* Exercises to complete
1. Repeat the part of the cassava cake recipe between "- In a mixing" and "should look liquidy.", inclusive.
2. Answer these from the cassava cake recipe:
(a) To what temperature is the oven preheated?
(b) How much flour does the topping call for?
(c) For about how long does the cake mix stay in the oven?
3. Please go on with the cassava cake recipe from the point where it stops.

* Source passage
------
The baking process requires monitoring to ensure the cake doesn’t overcook or dry out. Once baked, the cake can be served warm or at room temperature, making it adaptable for various occasions. The use of coconut cream and condensed milk highlights traditional Filipino flavors, making it a fitting treat for those familiar with or interested in Filipino desserts.
Ingredients
- 1 lb cassava freshly grated and squeezed
- 1 egg whole
- 1 egg yolk
- 25 g sugar
- 28 g butter melted
- 5 fl oz condensed milk
- 5 fl oz coconut cream
- 4 fl oz evaporated milk
- 6 fl oz macapuno strained, jar, coconut string
Topping
- 2 egg yolk
- 5 fl oz condensed milk
- 5 fl oz coconut cream
- 4 fl oz evaporated milk
- 15 g flour
Instructions
Cassava Cake
- Preheat your oven to 375 °F.
- Cut the tips of the cassava root to remove ends. Cut the root into three inch sections. Using a knife carefully peel the rough brown skin and thicker white layer underneath off the root. Once they are peeled, cut the roots in half lengthwise and then again to make quarter sticks. On each stick, locate the thick, fibrous core and cut this part off. Rinse all your sticks under running water.
- Using a food processor (or a grater), shred the roots. Place the shredded pieces into a strainer and gently press to remove the extra liquid.
- In a mixing bowl, beat the eggs and add the sugar. Carefully mix in the butter so as not to curdle the eggs. Mix in the condensed milk, coconut cream, evaporated milk, and coconut shreds. The cake mix should look liquidy.
- Butter your pan with softened butter. Add the cassava cake mix in the pan and place it in the oven for about 40 minutes. Check up on your cake about 25 minutes in to make sure it hasn’t burned on top. To check if your cake is finished cooking, dip a toothpick (or fork) in the middle of the cake and pull it out to check if it’s clean. If there’s still batter on it, leave it for another five to 10 minutes. The finished cake should be golden on top and dense.
------
* Dataset records
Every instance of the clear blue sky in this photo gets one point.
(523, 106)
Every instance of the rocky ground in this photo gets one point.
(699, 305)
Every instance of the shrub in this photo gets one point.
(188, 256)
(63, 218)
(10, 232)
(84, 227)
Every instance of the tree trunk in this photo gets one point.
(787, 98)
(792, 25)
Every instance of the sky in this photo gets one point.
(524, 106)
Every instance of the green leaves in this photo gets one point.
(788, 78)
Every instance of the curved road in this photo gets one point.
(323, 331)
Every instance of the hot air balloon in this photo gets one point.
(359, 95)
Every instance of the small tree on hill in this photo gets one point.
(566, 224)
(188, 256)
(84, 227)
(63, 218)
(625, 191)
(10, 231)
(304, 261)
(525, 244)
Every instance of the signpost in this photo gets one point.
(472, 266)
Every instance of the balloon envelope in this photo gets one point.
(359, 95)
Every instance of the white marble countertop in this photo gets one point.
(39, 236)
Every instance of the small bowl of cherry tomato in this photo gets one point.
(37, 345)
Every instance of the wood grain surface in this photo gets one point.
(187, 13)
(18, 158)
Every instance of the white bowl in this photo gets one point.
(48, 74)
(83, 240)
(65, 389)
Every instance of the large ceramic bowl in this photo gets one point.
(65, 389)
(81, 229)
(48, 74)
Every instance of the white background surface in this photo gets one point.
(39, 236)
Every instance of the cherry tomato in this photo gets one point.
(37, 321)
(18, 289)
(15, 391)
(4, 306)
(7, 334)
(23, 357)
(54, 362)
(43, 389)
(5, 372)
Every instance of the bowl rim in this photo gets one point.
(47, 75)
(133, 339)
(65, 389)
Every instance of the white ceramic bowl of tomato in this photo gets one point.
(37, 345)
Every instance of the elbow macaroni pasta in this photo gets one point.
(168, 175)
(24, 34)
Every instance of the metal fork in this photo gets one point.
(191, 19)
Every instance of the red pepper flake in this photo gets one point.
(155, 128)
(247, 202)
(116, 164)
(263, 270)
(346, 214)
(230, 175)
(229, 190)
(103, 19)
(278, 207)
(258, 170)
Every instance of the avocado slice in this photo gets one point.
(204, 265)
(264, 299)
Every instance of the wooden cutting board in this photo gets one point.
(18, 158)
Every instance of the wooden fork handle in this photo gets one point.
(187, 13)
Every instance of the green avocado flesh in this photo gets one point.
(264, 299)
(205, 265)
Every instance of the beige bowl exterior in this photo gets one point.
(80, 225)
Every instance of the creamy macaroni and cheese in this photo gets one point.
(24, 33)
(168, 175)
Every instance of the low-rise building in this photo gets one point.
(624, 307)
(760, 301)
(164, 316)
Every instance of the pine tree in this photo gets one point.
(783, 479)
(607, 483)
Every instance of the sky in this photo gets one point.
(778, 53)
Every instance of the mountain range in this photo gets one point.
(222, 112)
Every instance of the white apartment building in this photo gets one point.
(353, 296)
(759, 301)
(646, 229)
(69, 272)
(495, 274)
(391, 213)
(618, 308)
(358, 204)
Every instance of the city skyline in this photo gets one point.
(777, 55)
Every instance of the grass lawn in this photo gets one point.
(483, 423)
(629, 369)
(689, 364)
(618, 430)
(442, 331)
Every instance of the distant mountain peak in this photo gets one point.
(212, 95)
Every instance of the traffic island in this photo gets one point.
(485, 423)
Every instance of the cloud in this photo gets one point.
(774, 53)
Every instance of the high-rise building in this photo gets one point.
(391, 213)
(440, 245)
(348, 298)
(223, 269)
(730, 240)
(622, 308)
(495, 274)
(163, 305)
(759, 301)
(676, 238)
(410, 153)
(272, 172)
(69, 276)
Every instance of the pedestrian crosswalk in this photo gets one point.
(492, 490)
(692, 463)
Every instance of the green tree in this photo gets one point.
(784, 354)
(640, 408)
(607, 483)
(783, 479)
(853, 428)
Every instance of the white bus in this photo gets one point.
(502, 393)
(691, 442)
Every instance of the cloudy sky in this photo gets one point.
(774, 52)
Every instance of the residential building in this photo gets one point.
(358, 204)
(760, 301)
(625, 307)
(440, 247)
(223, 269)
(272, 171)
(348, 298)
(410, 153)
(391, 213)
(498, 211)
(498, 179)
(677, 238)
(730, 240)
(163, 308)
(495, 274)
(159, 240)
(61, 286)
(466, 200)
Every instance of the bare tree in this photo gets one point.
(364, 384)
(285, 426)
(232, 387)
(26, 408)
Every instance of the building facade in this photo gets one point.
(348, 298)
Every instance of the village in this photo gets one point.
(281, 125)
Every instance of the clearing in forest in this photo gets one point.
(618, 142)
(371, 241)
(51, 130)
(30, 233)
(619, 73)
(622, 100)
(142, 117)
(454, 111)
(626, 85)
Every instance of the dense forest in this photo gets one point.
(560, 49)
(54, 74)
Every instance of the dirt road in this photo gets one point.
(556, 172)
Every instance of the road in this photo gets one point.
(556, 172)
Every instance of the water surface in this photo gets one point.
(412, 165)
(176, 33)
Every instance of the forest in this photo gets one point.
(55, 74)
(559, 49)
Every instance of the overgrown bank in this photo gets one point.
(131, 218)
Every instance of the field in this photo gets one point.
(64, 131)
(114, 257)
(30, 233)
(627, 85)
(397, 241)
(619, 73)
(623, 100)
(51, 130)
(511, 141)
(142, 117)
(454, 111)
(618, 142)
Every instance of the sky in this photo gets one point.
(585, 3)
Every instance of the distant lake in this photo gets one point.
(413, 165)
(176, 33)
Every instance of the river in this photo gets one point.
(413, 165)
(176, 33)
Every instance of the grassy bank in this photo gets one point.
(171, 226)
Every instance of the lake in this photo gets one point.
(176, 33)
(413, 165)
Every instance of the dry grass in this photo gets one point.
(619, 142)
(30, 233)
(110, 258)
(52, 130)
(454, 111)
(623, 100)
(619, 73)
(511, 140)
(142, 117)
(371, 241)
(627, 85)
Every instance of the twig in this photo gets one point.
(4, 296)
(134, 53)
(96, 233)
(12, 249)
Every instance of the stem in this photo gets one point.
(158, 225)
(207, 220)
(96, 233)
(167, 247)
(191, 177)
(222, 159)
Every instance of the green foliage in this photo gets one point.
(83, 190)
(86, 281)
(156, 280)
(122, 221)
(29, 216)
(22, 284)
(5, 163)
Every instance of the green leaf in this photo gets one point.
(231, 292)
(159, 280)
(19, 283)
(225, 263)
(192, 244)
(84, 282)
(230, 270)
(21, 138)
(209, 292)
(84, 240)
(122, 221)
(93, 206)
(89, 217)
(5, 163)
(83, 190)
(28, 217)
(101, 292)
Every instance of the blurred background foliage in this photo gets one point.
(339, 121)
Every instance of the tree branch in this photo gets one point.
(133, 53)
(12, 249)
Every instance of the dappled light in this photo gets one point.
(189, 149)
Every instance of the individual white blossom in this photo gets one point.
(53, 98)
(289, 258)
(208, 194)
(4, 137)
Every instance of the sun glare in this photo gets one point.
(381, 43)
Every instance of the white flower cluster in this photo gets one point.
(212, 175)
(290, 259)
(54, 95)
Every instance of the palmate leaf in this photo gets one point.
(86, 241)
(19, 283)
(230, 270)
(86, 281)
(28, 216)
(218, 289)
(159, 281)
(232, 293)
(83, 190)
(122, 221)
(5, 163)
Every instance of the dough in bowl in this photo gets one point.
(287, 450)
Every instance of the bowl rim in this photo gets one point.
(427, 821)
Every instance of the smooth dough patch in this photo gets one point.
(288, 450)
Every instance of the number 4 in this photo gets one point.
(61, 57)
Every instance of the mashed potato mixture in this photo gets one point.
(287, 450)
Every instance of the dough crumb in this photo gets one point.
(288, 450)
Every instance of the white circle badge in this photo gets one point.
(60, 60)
------
* Answer section
1.
- In a mixing bowl, beat the eggs and add the sugar. Carefully mix in the butter so as not to curdle the eggs. Mix in the condensed milk, coconut cream, evaporated milk, and coconut shreds. The cake mix should look liquidy.

2.
(a) 375 °F
(b) 15 g
(c) About 40 minutes

3.
Custard topping
- While your cassava cake is baking, prepare the custard topping.
- In a mixing bowl, beat the egg yolk and whisk in the wet ingredients. Add the flour and mix thoroughly.
- When you remove the finished cake (it should have a pale golden color), add the custard on top and place the pan back into the oven for another 20 to 30 minutes at 375 °F.
- Check the cake frequently to make sure it doesn’t burn. If it starts to brown too much, you can add a loose layer of foil on top to continue to bake without burning. When the topping is golden brown and the custard has a nice firm bounce to its consistency, remove from the oven.
- Let it rest for about 15 minutes on the counter. Cut into a slice and serve with coffee!
Nutrition Information
Show DetailsNutrition Facts
Serving: 8Serving
Amount Per Serving
Calories 433 kcal
% Daily Value*
| Calories | 433kcal | 22% |
| Carbohydrates | 51g | 17% |
| Protein | 9g | 18% |
| Fat | 23g | 35% |
| Saturated Fat | 17g | 85% |
| Cholesterol | 121mg | 40% |
| Sodium | 121mg | 5% |
| Potassium | 499mg | 11% |
| Fiber | 2g | 8% |
| Sugar | 26g | 52% |
| Vitamin A | 384IU | 8% |
| Vitamin C | 14mg | 16% |
| Calcium | 199mg | 20% |
| Iron | 1mg | 6% |
* Percent Daily Values are based on a 2,000 calorie diet.